• _What is needed_
Leave out the pictures and copy each record below exactly.
════════════════════
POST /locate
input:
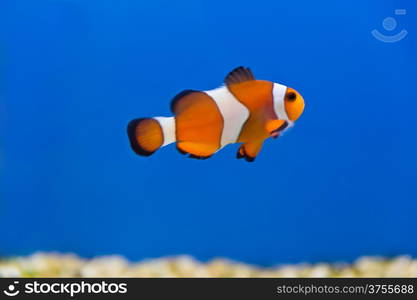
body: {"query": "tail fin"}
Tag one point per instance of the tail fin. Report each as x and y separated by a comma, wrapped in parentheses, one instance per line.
(146, 135)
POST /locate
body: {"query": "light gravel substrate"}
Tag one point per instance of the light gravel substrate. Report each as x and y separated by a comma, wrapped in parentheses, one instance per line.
(68, 265)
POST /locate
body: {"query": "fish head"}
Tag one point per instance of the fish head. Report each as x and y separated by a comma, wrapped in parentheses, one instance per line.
(294, 104)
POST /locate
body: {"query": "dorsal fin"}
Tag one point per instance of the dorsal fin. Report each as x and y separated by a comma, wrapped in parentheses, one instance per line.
(240, 74)
(180, 95)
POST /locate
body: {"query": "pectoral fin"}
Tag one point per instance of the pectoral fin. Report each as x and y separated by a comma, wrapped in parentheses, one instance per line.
(275, 127)
(249, 150)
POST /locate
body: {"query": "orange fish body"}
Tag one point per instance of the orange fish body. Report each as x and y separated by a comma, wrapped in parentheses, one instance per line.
(245, 110)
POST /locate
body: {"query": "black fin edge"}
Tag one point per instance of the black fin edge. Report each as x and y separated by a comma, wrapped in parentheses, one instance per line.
(131, 132)
(247, 157)
(180, 95)
(239, 74)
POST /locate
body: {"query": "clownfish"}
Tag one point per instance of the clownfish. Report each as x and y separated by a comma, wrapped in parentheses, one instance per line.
(244, 110)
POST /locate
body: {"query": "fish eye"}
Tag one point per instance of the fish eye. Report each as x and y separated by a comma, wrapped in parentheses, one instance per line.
(291, 96)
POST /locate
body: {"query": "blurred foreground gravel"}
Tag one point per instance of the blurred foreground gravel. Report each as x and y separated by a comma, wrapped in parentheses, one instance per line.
(59, 265)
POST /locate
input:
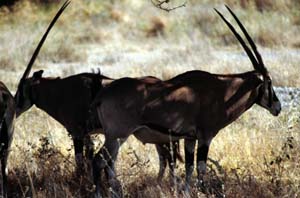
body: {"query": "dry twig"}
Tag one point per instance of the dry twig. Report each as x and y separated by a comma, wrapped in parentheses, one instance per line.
(162, 4)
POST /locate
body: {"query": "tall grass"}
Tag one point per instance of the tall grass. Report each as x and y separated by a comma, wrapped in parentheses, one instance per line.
(256, 156)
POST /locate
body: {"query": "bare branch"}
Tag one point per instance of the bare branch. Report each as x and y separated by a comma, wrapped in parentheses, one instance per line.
(163, 5)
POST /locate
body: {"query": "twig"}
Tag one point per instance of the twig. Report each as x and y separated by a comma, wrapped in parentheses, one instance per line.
(160, 4)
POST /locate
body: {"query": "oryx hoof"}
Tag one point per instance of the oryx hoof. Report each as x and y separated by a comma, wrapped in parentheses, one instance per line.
(174, 180)
(115, 190)
(201, 186)
(186, 190)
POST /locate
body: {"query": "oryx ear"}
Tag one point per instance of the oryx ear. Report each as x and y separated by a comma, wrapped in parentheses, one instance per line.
(37, 75)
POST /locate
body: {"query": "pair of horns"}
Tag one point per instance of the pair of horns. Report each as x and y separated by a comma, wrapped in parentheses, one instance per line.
(37, 50)
(256, 60)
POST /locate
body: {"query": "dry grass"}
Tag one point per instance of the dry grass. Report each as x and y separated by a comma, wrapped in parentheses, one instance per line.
(254, 152)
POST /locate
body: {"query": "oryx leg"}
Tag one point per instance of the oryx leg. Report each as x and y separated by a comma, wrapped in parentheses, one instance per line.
(104, 160)
(3, 186)
(78, 147)
(202, 152)
(172, 159)
(88, 154)
(161, 151)
(189, 150)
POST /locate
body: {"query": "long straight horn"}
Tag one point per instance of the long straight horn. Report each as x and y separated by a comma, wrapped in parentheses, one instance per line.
(251, 42)
(37, 50)
(239, 38)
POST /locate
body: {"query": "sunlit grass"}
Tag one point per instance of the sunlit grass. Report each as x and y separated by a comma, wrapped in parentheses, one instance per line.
(116, 38)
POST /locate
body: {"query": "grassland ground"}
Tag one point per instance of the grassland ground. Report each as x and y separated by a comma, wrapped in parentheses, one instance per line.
(256, 156)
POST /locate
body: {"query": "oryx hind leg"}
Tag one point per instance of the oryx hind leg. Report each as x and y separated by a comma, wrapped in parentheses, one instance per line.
(79, 159)
(162, 152)
(189, 150)
(88, 155)
(202, 153)
(3, 178)
(105, 160)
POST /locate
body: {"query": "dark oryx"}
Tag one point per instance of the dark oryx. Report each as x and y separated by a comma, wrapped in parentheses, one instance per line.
(68, 101)
(194, 105)
(8, 111)
(7, 117)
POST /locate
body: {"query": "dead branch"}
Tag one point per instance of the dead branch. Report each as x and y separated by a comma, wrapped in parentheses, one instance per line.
(163, 5)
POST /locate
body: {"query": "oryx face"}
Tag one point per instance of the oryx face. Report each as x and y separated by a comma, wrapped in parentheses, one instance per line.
(24, 95)
(268, 98)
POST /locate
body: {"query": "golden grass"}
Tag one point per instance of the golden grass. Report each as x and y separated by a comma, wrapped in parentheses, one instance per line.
(254, 151)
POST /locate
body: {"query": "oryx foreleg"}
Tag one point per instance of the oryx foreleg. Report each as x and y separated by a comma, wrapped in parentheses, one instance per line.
(202, 152)
(78, 147)
(105, 160)
(189, 149)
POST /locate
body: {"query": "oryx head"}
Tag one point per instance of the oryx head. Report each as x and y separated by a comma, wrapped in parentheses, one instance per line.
(266, 95)
(23, 96)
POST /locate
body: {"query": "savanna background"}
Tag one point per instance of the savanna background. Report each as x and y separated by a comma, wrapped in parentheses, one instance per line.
(256, 156)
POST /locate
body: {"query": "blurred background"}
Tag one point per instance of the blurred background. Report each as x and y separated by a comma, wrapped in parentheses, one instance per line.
(256, 156)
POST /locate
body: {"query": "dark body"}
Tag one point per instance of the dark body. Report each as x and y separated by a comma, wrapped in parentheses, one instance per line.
(194, 105)
(7, 118)
(8, 108)
(67, 100)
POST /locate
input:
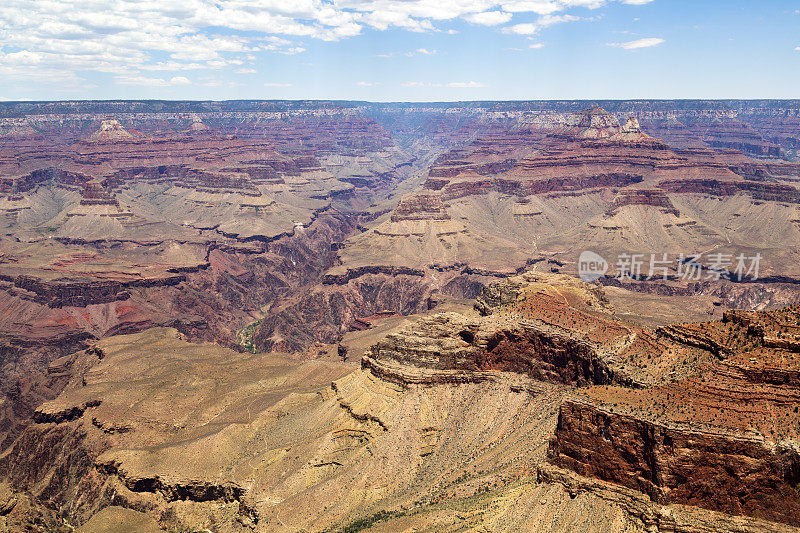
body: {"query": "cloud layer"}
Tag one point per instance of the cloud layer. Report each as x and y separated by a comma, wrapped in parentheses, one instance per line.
(45, 40)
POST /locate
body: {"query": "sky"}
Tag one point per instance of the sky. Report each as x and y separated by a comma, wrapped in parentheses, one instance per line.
(399, 50)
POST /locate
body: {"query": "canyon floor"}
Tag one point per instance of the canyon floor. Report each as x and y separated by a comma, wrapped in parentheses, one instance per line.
(319, 316)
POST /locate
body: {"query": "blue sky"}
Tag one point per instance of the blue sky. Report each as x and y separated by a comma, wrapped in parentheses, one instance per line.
(389, 50)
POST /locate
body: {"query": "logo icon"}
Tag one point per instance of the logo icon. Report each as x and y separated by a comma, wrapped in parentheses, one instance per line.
(591, 266)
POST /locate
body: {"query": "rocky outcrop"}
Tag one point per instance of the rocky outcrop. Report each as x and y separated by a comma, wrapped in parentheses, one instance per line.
(761, 191)
(420, 207)
(720, 471)
(649, 197)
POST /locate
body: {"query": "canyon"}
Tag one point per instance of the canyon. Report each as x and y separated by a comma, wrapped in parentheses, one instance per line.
(214, 313)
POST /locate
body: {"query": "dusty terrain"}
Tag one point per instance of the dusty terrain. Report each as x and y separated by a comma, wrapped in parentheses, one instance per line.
(214, 313)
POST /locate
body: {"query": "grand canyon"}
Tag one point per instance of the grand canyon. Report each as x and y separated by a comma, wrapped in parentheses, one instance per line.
(348, 316)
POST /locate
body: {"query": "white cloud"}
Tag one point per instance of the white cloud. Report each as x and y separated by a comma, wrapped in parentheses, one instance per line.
(46, 39)
(530, 28)
(141, 80)
(490, 18)
(418, 51)
(639, 43)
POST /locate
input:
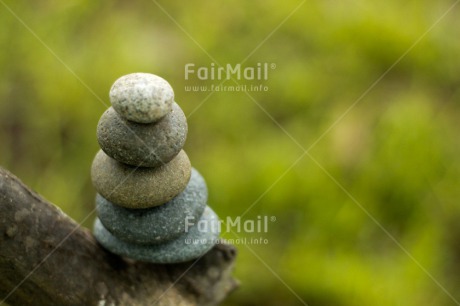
════════════════════
• _Result of the exercise_
POST /locate
input:
body: {"query": "tail fin"}
Tag one point per instance of the tail fin. Report each as x and y separated by a comma, wrapped in parentheses, one instance per line.
(146, 135)
POST /locate
body: {"query": "light gravel substrate"}
Tag one point per instance of the light gravel substrate. Report each as x and y separated by a comma, wrapped in parentheses, one instance per line.
(68, 265)
POST /locate
body: {"query": "fish head"}
Tag one point per instance of the fish head. Report each as x and y separated by a comma, wrapped in parentheses, one instance per line.
(294, 104)
POST /locate
body: {"query": "dorsal fin"}
Tag one point per instance of the dorsal fin. Report each as x and y separated by a comma, wrapped in parentheses, one instance per line.
(240, 74)
(180, 95)
POST /locate
body: {"query": "pectoral fin"}
Tag one point per instance of the pectoral fin. Report each as x and y separated by a comma, wrapped in parentheses, one instance per line.
(275, 127)
(249, 150)
POST /locate
body: {"query": "orange fish body"}
Tag one point per instance of the orange fish body. Report each as x and y separated by a comma, wrapped in parentheses, one instance per line.
(245, 110)
POST /locate
body: {"query": "black fin edge"}
Tag one point per instance of the black fin edge. Report each as x and y separated by a comma, wrapped in parentheses, one instance per line.
(131, 132)
(247, 157)
(180, 95)
(239, 74)
POST /locate
body: {"query": "clownfish"}
Tag one point per instance of the clownfish. Report each as x and y separated by a comma, wrapped in parentheses, one instance per line.
(244, 110)
POST /locate
body: {"query": "fish eye"}
Tag one point per instance of the fish eye. Report each as x and y separated by a comma, wrapped in parentheses, one instance per line.
(291, 96)
POST /locate
body: {"query": "blurred foreground gravel"}
Tag one point per instance of the blurred foreground gravel. Report each as x and y separated by a comma, wrapped in parentheses, one instance per line.
(59, 265)
POST /locate
input:
body: {"query": "dry twig"}
Tag one point per instance of the dry twig. Report each as x and y separated by a comma, wrapped in parentheses, one instance per line.
(162, 4)
POST /locate
body: {"query": "tall grass"}
Tag one point per instance of the tall grass. Report each as x and y separated by a comma, wrapped in parentheses, one instance per line.
(256, 156)
POST /locate
body: {"query": "bare branch"}
Tag one point per instance of the bare branch. Report each as x and y separated by a comma, wrapped in parentheses, one instance per line.
(163, 5)
POST /locate
body: {"query": "twig"}
Tag one point per instance of the twig. Report each as x and y separated by a comma, wrapped in parentheses, one instance per line.
(160, 4)
POST /locate
body: {"query": "oryx hoof"}
Tag one point per instance of the oryx hoof. Report each as x and y separated by a comma, wrapped in parentheses, one instance per line.
(174, 180)
(115, 190)
(201, 186)
(186, 190)
POST /locate
body: {"query": "oryx ear"}
Tag one point per instance of the oryx ear. Report each as x and y separated by a comma, wrapped in parentheses, one instance per line.
(37, 75)
POST /locate
body: {"query": "pair of horns"}
Tag one point per instance of the pair of horns. Report each as x and y separated by a comma, wrapped in parentheses, one instance per line.
(37, 50)
(256, 60)
POST /locate
body: {"query": "dry grass"}
Tag one point per instance of the dry grass. Report each as x and y separated by a comma, wrapped in parentheses, one instance per line.
(254, 152)
POST /locate
body: {"query": "oryx leg"}
Tag one point per instance of the oryx leg. Report each as x and y separated by a comma, wrapped in parentheses, one instance per line.
(104, 160)
(3, 186)
(78, 147)
(202, 152)
(172, 159)
(88, 154)
(161, 151)
(189, 150)
POST /locate
body: {"query": "long straight horn"}
Tag one point per instance of the long straight horn. Report each as x and y separated by a comma, wrapped in parentheses, one instance per line.
(251, 42)
(37, 50)
(239, 38)
POST /locate
body: {"query": "sunlit grass"}
Tag one point per instance of the sunlit grass. Report each as x and y separated by a comma, wrapped in parentheses, one instance per line.
(116, 38)
POST /locate
body: {"query": "grassland ground"}
Tag one point per instance of the grassland ground. Report each as x and y separated by a comma, wrapped in parentheses, one instance per line.
(256, 156)
POST /locate
body: {"query": "oryx hind leg"}
Tag one point per instance of the oryx hind leg. Report each as x and y separated by a comma, wrapped in parentheses, one instance per line.
(79, 159)
(162, 152)
(189, 150)
(88, 155)
(202, 153)
(3, 178)
(105, 160)
POST /locate
body: {"query": "dark oryx"}
Tag one point per instance of the dark oryx. Report each as x and y separated by a comma, wrapped in parentheses, one instance per line.
(68, 101)
(194, 105)
(8, 111)
(7, 117)
POST /locate
body: {"query": "dead branch"}
Tag one point per instance of the dead branch. Report each as x and y separated by a comma, wrapped in parentheses, one instance per line.
(163, 5)
POST /locate
body: {"query": "oryx face"}
Tag one point per instance of the oryx face. Report each as x and y separated by a comma, wrapped in parentheses, one instance per line.
(24, 95)
(268, 98)
POST /locate
body: {"query": "golden grass"}
Tag one point per instance of the golden grass. Report each as x and y separated by a comma, wrapped in parentheses, one instance per line.
(254, 151)
POST /locate
body: {"query": "oryx foreleg"}
Tag one point per instance of the oryx foreleg. Report each as x and y separated by a comma, wrapped in parentheses, one instance per line.
(202, 152)
(78, 147)
(105, 160)
(189, 149)
POST /locate
body: {"query": "oryx head"}
Tag one point per instance of the oryx head. Report each as x and y separated by a comma, wrapped in parentheses, one instance per line.
(266, 95)
(23, 96)
POST /locate
body: {"query": "savanna background"}
Tag one point per instance of the savanna background. Report each as x and y separated by a comma, wrapped in parentheses, one instance per line.
(256, 156)
POST /locate
body: {"query": "blurred background"}
Tag one point per instance of the blurred background. Report each as x and y separated by a comma, wrapped in parentheses, one instance per line.
(256, 156)
POST /locate
body: {"query": "dark body"}
Tag one point per instance of the dark body. Report each as x and y separated by a comma, wrapped in parentheses, one instance per line.
(194, 105)
(7, 118)
(8, 108)
(67, 100)
POST /locate
input:
body: {"query": "cloud layer"}
Tag one point per instance of the cloud layer. Report each as x and y separated by a comma, wrapped in parentheses, one instance per line.
(45, 40)
POST /locate
body: {"query": "sky"}
Tag one point per instance of the sky. Report each as x and y separated by a comma, wrapped in parentheses, one instance per line.
(399, 50)
POST /locate
body: {"query": "canyon floor"}
Tag one point per instance of the canyon floor. Report each as x and y separated by a comma, wrapped in parentheses, one instance per line.
(319, 316)
POST /locate
body: {"query": "blue sky"}
Tag one point per instance of the blue sky. Report each as x and y separated by a comma, wrapped in parentheses, one instance per line.
(389, 50)
POST /locate
body: {"query": "logo icon"}
Tag one point per instance of the logo icon. Report each as x and y separated by a comma, wrapped in parentheses, one instance per line.
(591, 266)
POST /locate
body: {"query": "rocky outcrop"}
Tag one point per instance of the rocky outcrop. Report each as x and y separated by a comma, wrapped in parentheses, one instance per line.
(761, 191)
(420, 207)
(720, 471)
(649, 197)
POST /locate
body: {"query": "canyon"}
Tag one point per instance of the canyon. Report each as x and y separated by a comma, wrapped in parentheses, one instance per line.
(214, 313)
POST /locate
body: {"query": "dusty terrain"}
Tag one point per instance of the dusty terrain. Report each as x and y separated by a comma, wrapped in parentheses, one instance per line.
(214, 313)
POST /locate
body: {"query": "grand canyon"}
Tag one point per instance of the grand canyon. Report each as x and y separated by a comma, wrapped in parentheses, one instance per line.
(348, 316)
POST /locate
body: {"query": "white cloud"}
Tag one point per instance of the white cloud. Report each as x and y separated by a comma, wrapped in parentheses, one instance per line.
(46, 39)
(530, 28)
(141, 80)
(490, 18)
(418, 51)
(639, 43)
POST /locate
input:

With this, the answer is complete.